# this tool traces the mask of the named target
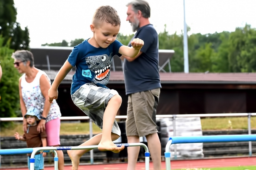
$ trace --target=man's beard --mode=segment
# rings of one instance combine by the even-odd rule
[[[131,25],[133,32],[137,31],[139,27],[139,21],[135,16],[134,16],[134,22],[131,22]]]

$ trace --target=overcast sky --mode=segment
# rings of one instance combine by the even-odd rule
[[[182,0],[148,0],[150,20],[159,33],[167,26],[170,33],[183,29]],[[126,21],[127,0],[14,0],[17,21],[30,30],[31,47],[46,43],[87,38],[93,14],[102,5],[110,5],[121,19],[120,33],[133,33]],[[256,0],[186,0],[186,15],[190,33],[232,31],[247,23],[256,27]]]

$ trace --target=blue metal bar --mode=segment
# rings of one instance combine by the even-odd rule
[[[15,155],[17,154],[31,154],[33,152],[33,148],[1,149],[0,150],[0,155]]]
[[[256,141],[256,135],[217,135],[171,137],[172,144],[209,142],[248,142]]]

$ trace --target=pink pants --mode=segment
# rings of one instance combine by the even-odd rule
[[[45,124],[45,131],[47,134],[46,140],[48,146],[60,145],[59,131],[60,119],[57,118]]]

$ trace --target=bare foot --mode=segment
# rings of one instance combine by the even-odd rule
[[[124,148],[124,146],[122,145],[120,147],[117,146],[112,141],[100,142],[98,146],[98,149],[101,151],[109,150],[114,153],[120,152]]]
[[[67,151],[72,163],[72,170],[78,170],[80,157],[76,154],[76,150],[69,150]]]

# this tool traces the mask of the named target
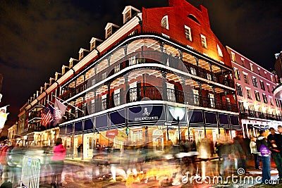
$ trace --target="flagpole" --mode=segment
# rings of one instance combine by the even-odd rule
[[[78,110],[80,111],[81,112],[82,112],[82,113],[84,113],[84,111],[83,111],[82,110],[80,109],[79,108],[78,108],[78,107],[76,107],[76,106],[74,106],[71,105],[71,104],[69,104],[69,103],[67,103],[66,101],[63,101],[62,99],[60,99],[60,98],[59,98],[58,96],[54,96],[54,94],[53,94],[53,96],[55,96],[56,99],[62,101],[63,103],[66,103],[68,105],[69,105],[69,106],[73,106],[73,107],[75,108],[75,109],[78,109]]]
[[[52,104],[55,106],[55,104],[54,104],[54,103],[52,103],[51,101],[47,100],[47,102]],[[53,107],[53,106],[52,106],[52,107]],[[71,112],[69,112],[69,111],[66,111],[65,112],[67,112],[67,113],[70,113],[70,114],[73,115],[73,116],[75,115],[73,113],[72,113]]]

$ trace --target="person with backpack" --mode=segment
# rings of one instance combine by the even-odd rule
[[[257,149],[262,162],[262,184],[267,184],[271,180],[270,165],[271,151],[267,142],[267,133],[265,130],[260,130],[259,135],[257,139]]]

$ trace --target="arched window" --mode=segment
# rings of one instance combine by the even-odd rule
[[[161,19],[161,26],[168,30],[168,19],[167,15],[164,16]]]
[[[188,15],[188,18],[200,25],[199,20],[193,15],[192,14]]]

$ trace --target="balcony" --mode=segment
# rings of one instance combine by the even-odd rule
[[[135,57],[133,61],[128,60],[128,57]],[[168,59],[168,63],[167,60]],[[168,65],[171,68],[180,70],[183,72],[188,72],[190,75],[197,76],[208,80],[214,81],[232,88],[234,88],[234,82],[232,79],[224,77],[221,73],[211,73],[209,70],[201,68],[188,62],[183,62],[177,57],[173,57],[165,53],[159,51],[144,51],[134,52],[128,55],[127,58],[123,58],[109,67],[99,72],[96,75],[82,82],[75,88],[66,88],[66,91],[62,96],[62,99],[75,96],[87,88],[93,86],[95,83],[103,81],[106,77],[109,77],[118,72],[136,64],[157,63]]]
[[[121,90],[118,94],[112,93],[111,95],[108,95],[106,99],[103,99],[101,95],[97,96],[94,104],[92,103],[92,101],[87,101],[86,103],[85,111],[87,111],[87,113],[85,114],[97,113],[125,104],[144,100],[166,101],[212,108],[211,111],[212,111],[212,109],[218,109],[238,112],[237,105],[235,104],[227,102],[219,99],[219,97],[217,98],[217,99],[211,99],[208,96],[197,95],[191,92],[172,89],[167,89],[164,91],[164,88],[161,86],[140,86],[129,89],[128,92]],[[78,107],[81,108],[82,106]],[[71,113],[75,114],[75,111]],[[76,118],[80,118],[82,117],[84,114],[77,113],[77,115],[78,117]],[[74,115],[71,115],[70,114],[67,115],[67,116],[68,120],[76,118]]]

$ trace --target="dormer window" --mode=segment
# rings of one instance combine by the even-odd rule
[[[108,23],[108,24],[105,27],[106,39],[109,38],[118,28],[119,28],[118,25],[114,25],[114,23]]]
[[[128,22],[136,13],[140,13],[140,11],[131,6],[127,6],[123,11],[123,23]]]
[[[242,63],[242,65],[243,65],[243,67],[245,67],[245,58],[241,58],[241,63]]]
[[[203,48],[207,49],[207,40],[206,40],[206,37],[204,35],[201,35],[201,43],[202,43],[202,46]]]
[[[185,28],[186,39],[192,42],[191,28],[186,25],[184,25],[184,28]]]
[[[167,15],[164,16],[164,18],[161,19],[161,26],[166,30],[168,30],[168,18]]]
[[[78,59],[81,60],[82,58],[83,58],[83,49],[80,49],[78,54],[79,54],[79,58]]]
[[[231,51],[231,60],[234,62],[236,61],[236,58],[235,56],[235,54],[233,52]]]
[[[79,61],[80,61],[80,60],[82,60],[82,58],[83,58],[83,57],[84,57],[84,51],[86,51],[86,54],[87,54],[88,52],[90,52],[89,51],[89,50],[87,50],[87,49],[82,49],[82,48],[81,48],[80,49],[80,51],[78,51],[78,55],[79,55],[79,58],[78,58],[78,60]],[[85,55],[85,56],[87,56],[87,54]]]
[[[103,42],[102,40],[92,37],[90,40],[90,51],[92,51],[94,49],[95,49],[96,46],[97,46],[99,44],[99,43],[102,42]]]
[[[111,27],[109,27],[108,29],[106,29],[106,38],[108,38],[111,35]]]

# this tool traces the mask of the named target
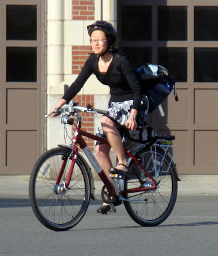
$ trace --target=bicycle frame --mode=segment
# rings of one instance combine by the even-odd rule
[[[78,118],[79,119],[79,118]],[[142,180],[140,177],[138,175],[137,172],[133,169],[133,172],[134,172],[136,176],[140,180],[140,182],[142,186],[140,186],[140,188],[136,188],[134,189],[127,189],[127,190],[124,190],[122,191],[119,191],[119,189],[117,189],[117,188],[115,188],[115,186],[113,183],[111,182],[110,179],[108,177],[108,176],[106,175],[105,172],[101,168],[101,165],[98,163],[97,159],[91,150],[89,146],[87,145],[85,141],[82,138],[82,136],[89,138],[93,140],[96,140],[98,141],[99,141],[100,143],[103,143],[104,144],[107,144],[110,145],[108,141],[106,139],[105,139],[103,138],[99,137],[98,136],[94,135],[90,132],[86,132],[85,131],[83,131],[81,129],[81,120],[79,119],[77,122],[77,124],[76,125],[76,129],[74,132],[73,134],[73,144],[71,146],[72,148],[72,152],[71,154],[71,157],[72,159],[72,163],[70,166],[70,169],[68,173],[68,179],[65,184],[66,188],[68,188],[69,182],[71,180],[71,177],[73,173],[73,168],[74,165],[76,161],[76,159],[77,157],[78,154],[78,147],[77,145],[79,145],[80,148],[83,150],[84,152],[85,155],[91,163],[92,166],[99,176],[100,179],[103,181],[103,182],[105,184],[105,186],[107,188],[108,192],[110,193],[110,195],[111,196],[119,196],[117,193],[119,193],[119,195],[124,195],[127,193],[134,193],[134,192],[140,192],[140,191],[148,191],[148,190],[152,190],[155,189],[156,188],[156,180],[152,178],[152,177],[146,171],[146,170],[144,168],[143,165],[139,162],[139,161],[131,153],[130,153],[126,148],[124,148],[124,151],[125,153],[129,157],[131,157],[136,164],[138,166],[140,167],[142,170],[145,172],[145,173],[150,179],[150,180],[152,181],[152,186],[149,187],[149,188],[143,188],[143,181]],[[60,180],[61,179],[61,177],[64,173],[64,168],[66,164],[66,161],[67,159],[63,159],[63,163],[61,166],[61,170],[59,175],[58,176],[58,178],[56,181],[56,184],[58,184],[59,182],[60,182]]]

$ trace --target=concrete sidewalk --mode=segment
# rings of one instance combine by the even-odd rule
[[[218,195],[217,175],[179,175],[178,194]],[[28,195],[29,175],[0,176],[0,197],[4,195]],[[94,182],[96,195],[100,195],[103,182]]]

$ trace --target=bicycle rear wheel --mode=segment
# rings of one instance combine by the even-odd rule
[[[177,175],[175,166],[168,155],[160,147],[145,148],[137,154],[145,170],[158,184],[155,190],[129,193],[124,198],[134,200],[124,201],[126,209],[132,219],[142,226],[156,226],[164,221],[170,214],[177,196]],[[170,166],[169,166],[171,163]],[[133,161],[129,169],[134,170],[140,175],[145,186],[151,180]],[[125,180],[125,189],[139,188],[138,179]]]
[[[29,181],[29,197],[34,213],[46,227],[64,231],[78,224],[84,217],[90,201],[90,184],[87,170],[78,155],[68,189],[62,188],[66,180],[71,160],[71,150],[53,148],[36,163]],[[67,163],[59,183],[55,182],[64,159]]]

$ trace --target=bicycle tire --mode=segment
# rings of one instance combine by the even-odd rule
[[[150,148],[152,148],[152,150]],[[157,147],[157,157],[156,159],[152,159],[155,154],[154,149],[154,147],[143,148],[136,156],[158,183],[158,188],[153,191],[129,193],[124,196],[126,199],[142,200],[124,201],[124,203],[131,218],[138,224],[144,227],[157,226],[163,222],[173,211],[177,196],[178,184],[175,165],[173,161],[171,161],[169,171],[166,172],[166,167],[171,161],[171,157],[168,154],[164,157],[164,150]],[[159,170],[158,178],[156,178],[156,174],[158,172],[155,171],[154,164],[156,164],[156,169]],[[143,181],[150,180],[132,160],[129,165],[129,172],[131,172],[133,168],[136,170],[140,175],[143,175]],[[140,183],[136,176],[134,177],[134,179],[133,177],[132,179],[126,179],[125,189],[140,187]]]
[[[90,184],[85,165],[78,154],[69,189],[66,193],[54,192],[54,186],[62,157],[71,149],[55,148],[43,154],[36,163],[30,177],[29,198],[38,220],[55,231],[64,231],[77,225],[84,217],[90,202]],[[66,181],[71,160],[67,164],[60,184]]]

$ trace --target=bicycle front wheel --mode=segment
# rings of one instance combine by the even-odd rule
[[[156,147],[156,146],[155,146]],[[155,190],[129,193],[124,196],[126,209],[132,219],[142,226],[156,226],[164,221],[171,212],[177,196],[177,175],[175,166],[169,155],[160,147],[142,149],[137,155],[148,173],[156,180]],[[171,163],[171,164],[170,164]],[[133,161],[129,170],[134,168],[141,176],[143,186],[151,180]],[[125,189],[140,187],[139,180],[134,176],[126,180]]]
[[[78,224],[90,201],[90,184],[85,166],[80,156],[76,160],[67,190],[63,189],[71,160],[71,150],[53,148],[36,163],[29,181],[29,197],[36,218],[46,227],[64,231]],[[59,187],[55,182],[63,161],[67,161]]]

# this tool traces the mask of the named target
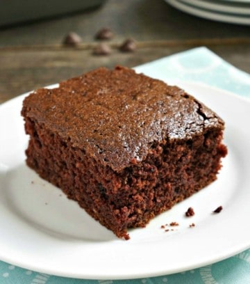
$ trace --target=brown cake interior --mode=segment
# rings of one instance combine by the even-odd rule
[[[135,75],[133,71],[121,68],[112,72],[115,79],[117,76],[124,76],[122,73],[124,73],[126,81],[128,77],[132,80],[132,83],[130,82],[132,86],[135,76],[140,77],[140,79],[136,78],[137,83],[140,79],[144,84],[149,81],[150,88],[153,89],[152,85],[158,85],[160,82],[143,75]],[[103,73],[107,75],[107,72],[110,72],[109,82],[111,80],[111,83],[109,84],[112,84],[113,77],[110,71],[101,69],[97,73],[101,77]],[[97,76],[94,72],[90,74],[88,76]],[[220,159],[226,155],[226,148],[222,143],[224,123],[215,113],[182,90],[162,83],[164,85],[160,86],[165,92],[168,92],[168,95],[165,100],[157,98],[151,102],[152,113],[157,113],[159,109],[163,111],[156,118],[153,116],[154,125],[150,126],[151,118],[150,120],[148,118],[152,113],[149,113],[151,116],[147,113],[142,117],[142,109],[148,107],[147,104],[141,110],[139,109],[141,112],[138,112],[140,135],[143,139],[138,141],[131,138],[131,133],[126,136],[128,133],[122,132],[120,122],[119,125],[115,123],[119,130],[112,129],[110,132],[118,135],[121,132],[116,133],[116,131],[122,132],[122,139],[119,140],[114,136],[112,140],[107,140],[107,136],[103,138],[101,135],[105,132],[107,133],[107,125],[101,129],[99,122],[94,126],[88,123],[87,118],[86,120],[83,119],[86,116],[85,111],[81,114],[78,113],[80,118],[74,118],[75,116],[70,112],[70,106],[67,106],[67,102],[69,104],[69,99],[66,98],[66,95],[70,93],[69,90],[76,90],[75,86],[80,84],[79,80],[81,80],[81,88],[83,82],[88,81],[88,78],[83,77],[83,80],[82,78],[64,82],[54,91],[41,89],[24,101],[22,115],[25,118],[26,133],[31,137],[26,150],[27,164],[42,178],[62,189],[69,198],[76,200],[92,216],[112,230],[117,237],[128,239],[128,228],[145,226],[154,216],[171,208],[216,179],[221,167]],[[124,88],[124,85],[122,86]],[[100,93],[100,90],[95,88],[97,86],[92,86],[92,90],[96,90],[94,94]],[[107,84],[105,88],[108,88]],[[83,88],[80,90],[83,91]],[[137,90],[136,95],[138,95],[138,87]],[[158,93],[156,90],[156,93]],[[135,90],[129,94],[131,97],[135,96]],[[79,97],[71,96],[72,104],[74,100],[78,104]],[[122,96],[119,100],[124,109],[127,109],[126,106],[133,107],[131,101],[128,104],[122,98]],[[85,97],[82,103],[87,103]],[[102,101],[101,98],[99,102],[99,106],[107,104],[106,100]],[[117,102],[119,100],[116,104]],[[167,106],[167,104],[170,106]],[[166,106],[163,109],[162,104]],[[51,110],[58,106],[60,106],[60,116],[58,113],[56,116],[62,120],[54,120],[52,124]],[[169,114],[169,109],[172,109],[173,106],[181,109],[179,113],[182,114],[178,120],[175,117],[176,121],[174,122],[170,119],[173,115]],[[98,104],[94,104],[92,111],[94,113],[99,106]],[[66,112],[69,109],[69,111]],[[164,111],[166,111],[165,114]],[[138,109],[131,111],[133,117]],[[112,110],[109,114],[111,117],[115,115]],[[79,123],[78,119],[81,120],[83,125],[76,127]],[[114,121],[115,118],[111,123]],[[132,128],[133,123],[132,120]],[[126,122],[126,126],[129,126],[127,124]],[[91,131],[91,135],[86,136],[84,132],[86,127]],[[156,133],[159,129],[160,134]],[[150,131],[154,131],[153,139],[152,135],[149,135]],[[77,132],[84,141],[78,138],[74,139]],[[135,154],[135,149],[139,145],[141,148]],[[115,155],[114,149],[116,149]]]

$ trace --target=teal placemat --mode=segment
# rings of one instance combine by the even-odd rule
[[[154,65],[157,68],[154,68]],[[193,81],[250,98],[250,75],[206,49],[199,47],[135,68],[149,76]],[[152,71],[153,70],[153,72]],[[162,70],[164,74],[162,73]],[[248,216],[247,216],[248,217]],[[250,228],[246,228],[250,230]],[[0,230],[1,233],[1,230]],[[250,249],[225,260],[176,274],[134,280],[82,280],[32,271],[0,261],[0,284],[247,284],[250,283]]]

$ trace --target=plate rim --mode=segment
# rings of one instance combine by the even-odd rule
[[[178,0],[165,1],[168,4],[171,5],[178,10],[201,18],[229,24],[250,25],[250,19],[247,16],[240,16],[239,15],[233,15],[233,14],[226,15],[212,11],[208,11],[204,9],[190,6],[190,5],[184,3],[183,2],[181,2]]]
[[[214,87],[214,86],[210,86],[206,84],[203,83],[200,83],[200,82],[194,82],[194,81],[182,81],[183,82],[184,84],[190,84],[192,86],[203,86],[204,88],[209,88],[209,89],[213,89],[213,90],[216,90],[219,92],[223,93],[225,95],[228,95],[232,96],[235,100],[241,100],[244,102],[247,102],[247,104],[249,104],[249,106],[250,106],[250,100],[247,98],[247,97],[240,97],[238,95],[235,95],[235,93],[233,93],[231,92],[229,92],[228,90],[225,90],[223,89],[220,89],[217,87]],[[56,86],[56,84],[53,84],[53,85],[50,85],[47,88],[51,87],[51,86]],[[7,101],[6,102],[0,105],[0,111],[2,109],[2,106],[3,106],[4,105],[7,105],[7,104],[11,104],[14,100],[21,100],[21,101],[22,101],[22,100],[30,93],[31,92],[28,92],[26,93],[23,95],[21,95],[19,96],[17,96],[9,101]],[[226,255],[224,256],[221,256],[217,259],[212,259],[212,260],[211,260],[210,262],[201,262],[199,263],[198,267],[201,267],[201,266],[204,266],[204,265],[207,265],[211,263],[214,263],[216,262],[217,261],[220,261],[222,260],[223,259],[227,258],[230,256],[234,255],[238,253],[240,253],[241,251],[243,251],[244,250],[248,248],[249,247],[250,247],[250,242],[246,246],[242,247],[242,246],[239,245],[238,246],[238,249],[237,250],[237,251],[235,251],[235,250],[233,250],[233,252],[231,252],[231,253],[226,253]],[[12,263],[15,265],[19,266],[21,267],[24,267],[22,262],[18,262],[17,260],[16,262],[13,262],[12,259],[10,259],[8,258],[5,258],[4,259],[3,259],[3,258],[1,257],[1,259],[3,261],[6,261],[8,262],[10,262]],[[197,265],[187,265],[185,267],[184,270],[187,270],[187,269],[194,269],[194,268],[197,268],[198,267]],[[76,275],[75,274],[72,274],[72,275],[69,275],[68,273],[67,273],[67,274],[63,274],[60,271],[56,271],[54,269],[51,269],[51,271],[48,271],[48,269],[38,269],[38,267],[35,265],[30,265],[30,266],[25,266],[25,268],[27,269],[30,269],[31,270],[35,270],[39,272],[42,272],[42,273],[47,273],[49,274],[53,274],[53,275],[57,275],[58,276],[64,276],[64,277],[72,277],[72,278],[83,278],[83,275],[81,275],[81,274],[79,275]],[[143,278],[143,277],[153,277],[153,276],[160,276],[160,275],[166,275],[167,274],[172,274],[172,273],[176,273],[176,272],[181,272],[181,271],[183,271],[183,269],[179,269],[178,268],[176,268],[175,270],[172,269],[171,271],[169,272],[166,272],[166,271],[156,271],[156,272],[147,272],[146,274],[144,274],[143,275],[141,274],[133,274],[131,275],[131,276],[128,276],[128,275],[116,275],[115,276],[112,276],[112,279],[131,279],[131,278]],[[88,279],[97,279],[97,278],[94,276],[92,275],[86,275],[86,274],[85,274],[85,276],[83,278],[86,278]],[[110,279],[110,278],[106,276],[106,275],[103,275],[101,276],[99,276],[98,279]]]

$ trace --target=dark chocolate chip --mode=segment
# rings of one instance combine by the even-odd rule
[[[70,32],[64,38],[62,43],[65,45],[75,46],[81,42],[81,38],[76,33]]]
[[[192,207],[189,207],[188,209],[188,211],[185,213],[185,216],[187,217],[190,217],[191,216],[194,216],[194,211],[193,210],[193,208]]]
[[[96,46],[93,50],[94,55],[108,55],[111,53],[111,49],[108,45],[101,42]]]
[[[135,41],[131,38],[126,40],[122,42],[119,49],[124,52],[133,52],[136,49]]]
[[[94,36],[97,40],[110,40],[113,37],[114,34],[112,31],[107,28],[101,29]]]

::::::::::

Locate the line with "chocolate chip --mode=segment" in the entries above; extract it and every line after it, verbatim.

• **THE OUTPUT**:
$ trace --target=dark chocolate chip --mode=segment
# rings of one instance combine by the even-odd rule
[[[70,32],[64,38],[62,43],[65,45],[75,46],[81,42],[81,38],[76,33]]]
[[[192,207],[189,207],[188,209],[188,211],[185,213],[185,216],[187,217],[190,217],[191,216],[194,216],[194,211],[193,210],[193,208]]]
[[[96,46],[93,50],[94,55],[108,55],[111,53],[111,49],[108,45],[101,42]]]
[[[135,41],[131,38],[126,40],[122,42],[119,49],[124,52],[133,52],[136,49]]]
[[[94,36],[97,40],[110,40],[113,37],[114,34],[112,31],[107,28],[101,29]]]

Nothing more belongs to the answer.